• Short task: Count the lines in the items below that contain the string "rule", treating uppercase and lowercase as different. Reply with the number alone.

• Record excerpts:
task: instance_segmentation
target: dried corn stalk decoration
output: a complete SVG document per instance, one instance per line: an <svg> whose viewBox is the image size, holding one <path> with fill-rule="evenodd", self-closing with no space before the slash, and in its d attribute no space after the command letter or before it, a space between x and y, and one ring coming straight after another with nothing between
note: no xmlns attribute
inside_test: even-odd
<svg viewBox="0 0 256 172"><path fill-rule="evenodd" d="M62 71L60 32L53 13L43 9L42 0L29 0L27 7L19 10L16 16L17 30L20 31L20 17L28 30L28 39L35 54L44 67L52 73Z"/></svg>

• Result of the task: 2